● **AVAILABLE DATA**
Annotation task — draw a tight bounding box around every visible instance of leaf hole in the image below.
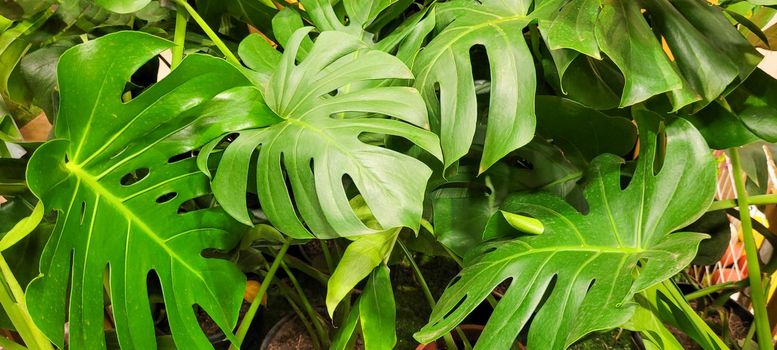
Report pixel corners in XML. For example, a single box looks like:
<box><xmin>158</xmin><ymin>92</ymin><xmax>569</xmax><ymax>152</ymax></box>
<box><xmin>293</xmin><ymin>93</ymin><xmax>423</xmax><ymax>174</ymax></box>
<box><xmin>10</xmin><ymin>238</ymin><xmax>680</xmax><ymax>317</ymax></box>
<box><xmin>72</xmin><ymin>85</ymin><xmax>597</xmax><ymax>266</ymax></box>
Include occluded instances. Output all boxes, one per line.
<box><xmin>167</xmin><ymin>150</ymin><xmax>200</xmax><ymax>164</ymax></box>
<box><xmin>440</xmin><ymin>295</ymin><xmax>469</xmax><ymax>321</ymax></box>
<box><xmin>192</xmin><ymin>304</ymin><xmax>226</xmax><ymax>343</ymax></box>
<box><xmin>156</xmin><ymin>192</ymin><xmax>178</xmax><ymax>204</ymax></box>
<box><xmin>178</xmin><ymin>194</ymin><xmax>214</xmax><ymax>214</ymax></box>
<box><xmin>78</xmin><ymin>201</ymin><xmax>86</xmax><ymax>225</ymax></box>
<box><xmin>121</xmin><ymin>56</ymin><xmax>159</xmax><ymax>103</ymax></box>
<box><xmin>119</xmin><ymin>168</ymin><xmax>149</xmax><ymax>186</ymax></box>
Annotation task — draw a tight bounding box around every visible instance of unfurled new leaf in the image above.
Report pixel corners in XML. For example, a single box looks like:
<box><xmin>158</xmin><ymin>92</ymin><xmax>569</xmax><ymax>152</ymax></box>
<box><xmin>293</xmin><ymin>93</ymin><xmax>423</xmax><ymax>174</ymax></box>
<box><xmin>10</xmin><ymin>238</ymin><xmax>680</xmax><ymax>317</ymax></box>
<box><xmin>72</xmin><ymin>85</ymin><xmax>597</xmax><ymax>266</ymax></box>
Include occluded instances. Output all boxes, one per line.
<box><xmin>415</xmin><ymin>111</ymin><xmax>716</xmax><ymax>349</ymax></box>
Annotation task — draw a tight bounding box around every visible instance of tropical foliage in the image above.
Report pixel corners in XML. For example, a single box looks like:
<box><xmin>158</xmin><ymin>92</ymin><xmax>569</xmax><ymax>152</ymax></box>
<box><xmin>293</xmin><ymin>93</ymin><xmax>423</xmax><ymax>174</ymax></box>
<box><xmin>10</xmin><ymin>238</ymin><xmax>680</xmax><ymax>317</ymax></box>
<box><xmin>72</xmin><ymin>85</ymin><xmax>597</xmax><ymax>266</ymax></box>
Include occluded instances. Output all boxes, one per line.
<box><xmin>0</xmin><ymin>0</ymin><xmax>777</xmax><ymax>349</ymax></box>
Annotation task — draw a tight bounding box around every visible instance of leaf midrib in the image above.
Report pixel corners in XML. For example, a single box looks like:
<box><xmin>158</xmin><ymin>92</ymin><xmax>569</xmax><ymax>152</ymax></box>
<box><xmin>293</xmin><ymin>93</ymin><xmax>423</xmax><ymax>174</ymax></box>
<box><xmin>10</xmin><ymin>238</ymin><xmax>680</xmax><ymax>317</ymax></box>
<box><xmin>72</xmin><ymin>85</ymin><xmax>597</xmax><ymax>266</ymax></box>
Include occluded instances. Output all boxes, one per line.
<box><xmin>65</xmin><ymin>162</ymin><xmax>207</xmax><ymax>285</ymax></box>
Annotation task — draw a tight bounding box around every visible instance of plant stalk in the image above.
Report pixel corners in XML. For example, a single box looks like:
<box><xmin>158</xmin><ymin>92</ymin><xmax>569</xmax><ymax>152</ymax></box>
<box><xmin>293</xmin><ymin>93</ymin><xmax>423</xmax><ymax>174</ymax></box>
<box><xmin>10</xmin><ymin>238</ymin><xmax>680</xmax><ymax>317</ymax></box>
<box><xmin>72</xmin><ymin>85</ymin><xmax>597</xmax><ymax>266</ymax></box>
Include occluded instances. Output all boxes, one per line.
<box><xmin>685</xmin><ymin>281</ymin><xmax>744</xmax><ymax>301</ymax></box>
<box><xmin>278</xmin><ymin>282</ymin><xmax>323</xmax><ymax>350</ymax></box>
<box><xmin>397</xmin><ymin>239</ymin><xmax>466</xmax><ymax>349</ymax></box>
<box><xmin>175</xmin><ymin>0</ymin><xmax>240</xmax><ymax>66</ymax></box>
<box><xmin>729</xmin><ymin>148</ymin><xmax>773</xmax><ymax>350</ymax></box>
<box><xmin>281</xmin><ymin>261</ymin><xmax>329</xmax><ymax>347</ymax></box>
<box><xmin>229</xmin><ymin>239</ymin><xmax>291</xmax><ymax>350</ymax></box>
<box><xmin>170</xmin><ymin>5</ymin><xmax>186</xmax><ymax>70</ymax></box>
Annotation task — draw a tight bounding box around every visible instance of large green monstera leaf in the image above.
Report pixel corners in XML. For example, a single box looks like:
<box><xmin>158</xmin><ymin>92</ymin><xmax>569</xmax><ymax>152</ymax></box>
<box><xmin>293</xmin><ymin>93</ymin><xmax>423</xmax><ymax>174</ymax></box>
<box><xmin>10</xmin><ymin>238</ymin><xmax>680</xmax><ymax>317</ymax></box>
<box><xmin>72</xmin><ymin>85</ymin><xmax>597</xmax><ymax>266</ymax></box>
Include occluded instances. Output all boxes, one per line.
<box><xmin>413</xmin><ymin>0</ymin><xmax>536</xmax><ymax>172</ymax></box>
<box><xmin>540</xmin><ymin>0</ymin><xmax>761</xmax><ymax>109</ymax></box>
<box><xmin>201</xmin><ymin>28</ymin><xmax>441</xmax><ymax>238</ymax></box>
<box><xmin>26</xmin><ymin>32</ymin><xmax>255</xmax><ymax>349</ymax></box>
<box><xmin>415</xmin><ymin>111</ymin><xmax>715</xmax><ymax>349</ymax></box>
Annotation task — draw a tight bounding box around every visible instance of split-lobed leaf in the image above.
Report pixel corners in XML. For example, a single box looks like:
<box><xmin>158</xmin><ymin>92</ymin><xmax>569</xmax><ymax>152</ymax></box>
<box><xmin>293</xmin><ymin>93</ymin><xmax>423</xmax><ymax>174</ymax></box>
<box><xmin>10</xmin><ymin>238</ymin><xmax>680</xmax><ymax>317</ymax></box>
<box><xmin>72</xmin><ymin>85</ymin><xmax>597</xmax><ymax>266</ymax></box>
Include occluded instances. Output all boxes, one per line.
<box><xmin>26</xmin><ymin>32</ymin><xmax>255</xmax><ymax>349</ymax></box>
<box><xmin>415</xmin><ymin>110</ymin><xmax>716</xmax><ymax>349</ymax></box>
<box><xmin>201</xmin><ymin>28</ymin><xmax>440</xmax><ymax>238</ymax></box>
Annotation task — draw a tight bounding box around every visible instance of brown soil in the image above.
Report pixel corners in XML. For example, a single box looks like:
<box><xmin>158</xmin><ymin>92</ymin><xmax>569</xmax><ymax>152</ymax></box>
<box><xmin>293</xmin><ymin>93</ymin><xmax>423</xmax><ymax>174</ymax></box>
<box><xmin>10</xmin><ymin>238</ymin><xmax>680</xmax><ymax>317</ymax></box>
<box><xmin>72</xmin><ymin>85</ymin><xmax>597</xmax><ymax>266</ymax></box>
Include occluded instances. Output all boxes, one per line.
<box><xmin>267</xmin><ymin>317</ymin><xmax>314</xmax><ymax>350</ymax></box>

● **WHAT IS ASKED**
Reproduce every line in the stretch from the line containing "split-lobed leaf in the image above." through the end of the items, requests included. In the answers only, multiply each bounding-box pixel coordinate by 1.65 and round it to a whole number, rounding halves up; leave the numbers in the requests and their format samples as they are.

● **ANSWER IN FULL**
Annotation task — draw a tight bounding box around every visible instance of split-lobed leaf in the image above.
Report pixel corners in XML. For example, a single box looks like:
<box><xmin>158</xmin><ymin>92</ymin><xmax>569</xmax><ymax>152</ymax></box>
<box><xmin>293</xmin><ymin>93</ymin><xmax>423</xmax><ymax>174</ymax></box>
<box><xmin>10</xmin><ymin>238</ymin><xmax>680</xmax><ymax>317</ymax></box>
<box><xmin>72</xmin><ymin>85</ymin><xmax>597</xmax><ymax>266</ymax></box>
Include occluded instances. Output all boxes, one per line.
<box><xmin>43</xmin><ymin>53</ymin><xmax>421</xmax><ymax>576</ymax></box>
<box><xmin>685</xmin><ymin>182</ymin><xmax>1181</xmax><ymax>576</ymax></box>
<box><xmin>332</xmin><ymin>46</ymin><xmax>726</xmax><ymax>393</ymax></box>
Annotation task — draw a tight bounding box around every visible instance of brown soil in the image above.
Report pixel corners in XML. For example, a single box looks like:
<box><xmin>158</xmin><ymin>92</ymin><xmax>569</xmax><ymax>152</ymax></box>
<box><xmin>293</xmin><ymin>93</ymin><xmax>423</xmax><ymax>174</ymax></box>
<box><xmin>10</xmin><ymin>238</ymin><xmax>680</xmax><ymax>317</ymax></box>
<box><xmin>72</xmin><ymin>85</ymin><xmax>597</xmax><ymax>266</ymax></box>
Include occluded instances. Output all boxes, one per line.
<box><xmin>441</xmin><ymin>523</ymin><xmax>518</xmax><ymax>578</ymax></box>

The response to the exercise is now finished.